--- BEGIN Text section ---
18. The computer program product of claim 11, wherein the means for
enabling the processor to perform a second-pass periodic waveform
extrapolation using the pitch contour to generate the extrapolated
waveform comprises: means for calculating a scaling factor in
accordance with: c=r.sup.1/m, or a mathematically equivalent
formula, wherein c is the scaling factor, m is a number of pitch
cycles in a gap that extends from the end of the segment that
precedes the lost segment to a middle of an overlap-add region in
the first of the one or more segments that follow the lost segment,
and r is a ratio of an average magnitude of a decoded waveform in a
target matching window over an average magnitude of a waveform that
is m pitch periods earlier.
19. A method for concealing a lost segment in a speech or audio
signal that comprises a series of segments, the method comprising:
determining if one or more segments that follow the lost segment in
the series of segments are available; performing packet loss
concealment using periodic waveform extrapolation based on a
segment that precedes the lost segment in the series of segments
and on the one or more segments that follow the lost segment
responsive to a determination that the one or more segments that
follow the lost segment are available; and performing packet loss
concealment using waveform extrapolation based on the segment that
precedes the lost segment but not on any segments that follow the
lost segment responsive to a determination that the one or more
segments that follow the lost segment are not available.
20. The method of claim 19, further comprising: determining if the
segment that precedes the lost segment and the first of the one or
more segments that follow the lost segments are deemed voiced
segments; and performing packet loss concealment using periodic
waveform extrapolation based on the segment that precedes the lost
segment and on the one or more segments that follow the lost
segment responsive to a determination that the one or more segments
that follow the lost segment are available and to a determination
that the segment that precedes the lost segment and the first of
the one or more segments that follow the lost segment are deemed
voiced segments; and performing packet loss concealment using
waveform extrapolation based on the segment that precedes the lost
segment but not on any segments that follow the lost segment
responsive to a determination that the one or more segments that
follow the lost segment are not available or to a determination
that either the segment that precedes the lost segment or the first
of the one or more segments that follow the lost segment is not
deemed a voiced segment.
21. A computer program product comprising a computer-readable
medium having computer program logic recorded thereon for enabling
a processor to conceal a lost segment in a speech or audio signal
that comprises a series of segments, the computer program logic
comprising: first means for enabling the processor to determine if
one or more segments that follow the lost segment in the series of
segments are available; second means for enabling the processor to
perform packet loss concealment using periodic waveform
extrapolation based on a segment that precedes the lost segment in
the series of segments and on the one or more segments that follow
the lost segment responsive to a determination that the one or more
segments that follow the lost segment are available; and third
means for enabling the processor to perform packet loss concealment
using waveform extrapolation based on the segment that precedes the
lost segment but not on any segments that follow the lost segment
responsive to a determination that the one or more segments that
follow the lost segment are not available.
--- END Text section ---
To-do list =
1. According to the packet loss concealment claims, what kind of concealment is performed when the segments that follow the lost segment are not available?
2. Repeat a passage from the packet loss concealment claims word for word, beginning at the words "18. The computer" and stopping after "pitch periods earlier.".
--- BEGIN Dataset extract ---
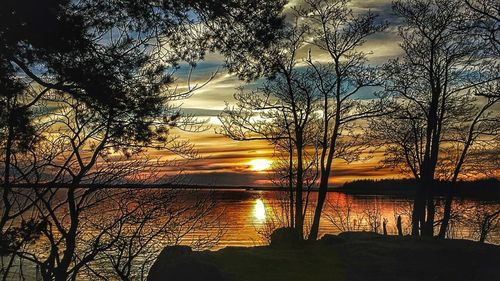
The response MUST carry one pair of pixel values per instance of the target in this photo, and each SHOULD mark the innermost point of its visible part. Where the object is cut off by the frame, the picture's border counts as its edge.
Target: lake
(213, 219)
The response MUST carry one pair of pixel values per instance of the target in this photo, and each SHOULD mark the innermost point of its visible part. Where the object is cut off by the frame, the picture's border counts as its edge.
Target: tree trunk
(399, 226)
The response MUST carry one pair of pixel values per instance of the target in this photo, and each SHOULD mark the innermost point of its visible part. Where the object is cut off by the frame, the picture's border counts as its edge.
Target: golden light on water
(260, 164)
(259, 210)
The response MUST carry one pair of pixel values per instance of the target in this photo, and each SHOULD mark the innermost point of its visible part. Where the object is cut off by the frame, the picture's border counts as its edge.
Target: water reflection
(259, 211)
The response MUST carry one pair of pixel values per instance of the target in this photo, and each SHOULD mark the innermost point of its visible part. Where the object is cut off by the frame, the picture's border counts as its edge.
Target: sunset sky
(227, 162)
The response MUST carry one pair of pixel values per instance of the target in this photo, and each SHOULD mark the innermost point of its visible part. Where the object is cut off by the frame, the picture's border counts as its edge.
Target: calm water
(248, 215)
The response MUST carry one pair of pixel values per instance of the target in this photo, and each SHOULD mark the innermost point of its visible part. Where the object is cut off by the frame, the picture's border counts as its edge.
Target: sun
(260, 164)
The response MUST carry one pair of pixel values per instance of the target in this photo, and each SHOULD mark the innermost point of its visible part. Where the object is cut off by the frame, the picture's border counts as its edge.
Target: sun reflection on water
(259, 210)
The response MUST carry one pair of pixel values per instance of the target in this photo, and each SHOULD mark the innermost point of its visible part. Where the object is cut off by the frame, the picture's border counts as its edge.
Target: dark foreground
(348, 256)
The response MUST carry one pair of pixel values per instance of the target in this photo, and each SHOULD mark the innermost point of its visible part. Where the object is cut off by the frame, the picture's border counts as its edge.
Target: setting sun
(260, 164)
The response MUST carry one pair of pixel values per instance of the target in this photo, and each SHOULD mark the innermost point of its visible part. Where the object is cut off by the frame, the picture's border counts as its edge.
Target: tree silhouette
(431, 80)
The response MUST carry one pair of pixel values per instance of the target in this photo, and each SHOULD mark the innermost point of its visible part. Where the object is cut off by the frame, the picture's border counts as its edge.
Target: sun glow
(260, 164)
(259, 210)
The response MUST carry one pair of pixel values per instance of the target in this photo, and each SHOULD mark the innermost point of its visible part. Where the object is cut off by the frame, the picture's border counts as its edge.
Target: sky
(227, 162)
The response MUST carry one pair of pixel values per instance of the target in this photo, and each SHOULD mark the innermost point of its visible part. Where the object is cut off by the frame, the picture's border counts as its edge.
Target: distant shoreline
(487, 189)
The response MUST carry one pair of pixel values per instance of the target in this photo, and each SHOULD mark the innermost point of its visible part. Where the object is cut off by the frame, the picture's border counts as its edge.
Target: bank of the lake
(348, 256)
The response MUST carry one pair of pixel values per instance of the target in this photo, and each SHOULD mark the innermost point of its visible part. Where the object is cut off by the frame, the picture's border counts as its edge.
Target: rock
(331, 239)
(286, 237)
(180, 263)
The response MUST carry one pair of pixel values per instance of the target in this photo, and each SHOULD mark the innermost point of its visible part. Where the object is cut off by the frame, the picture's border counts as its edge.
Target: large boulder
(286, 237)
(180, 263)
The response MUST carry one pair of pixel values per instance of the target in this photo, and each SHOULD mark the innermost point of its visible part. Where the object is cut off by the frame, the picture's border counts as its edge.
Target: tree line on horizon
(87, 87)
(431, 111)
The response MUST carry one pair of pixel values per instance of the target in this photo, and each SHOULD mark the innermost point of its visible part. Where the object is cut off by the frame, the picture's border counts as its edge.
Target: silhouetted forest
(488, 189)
--- END Dataset extract ---
Response list =
1. Packet loss concealment using waveform extrapolation based on the segment that precedes the lost segment but not on any segments that follow it.

2.
18. The computer program product of claim 11, wherein the means for
enabling the processor to perform a second-pass periodic waveform
extrapolation using the pitch contour to generate the extrapolated
waveform comprises: means for calculating a scaling factor in
accordance with: c=r.sup.1/m, or a mathematically equivalent
formula, wherein c is the scaling factor, m is a number of pitch
cycles in a gap that extends from the end of the segment that
precedes the lost segment to a middle of an overlap-add region in
the first of the one or more segments that follow the lost segment,
and r is a ratio of an average magnitude of a decoded waveform in a
target matching window over an average magnitude of a waveform that
is m pitch periods earlier.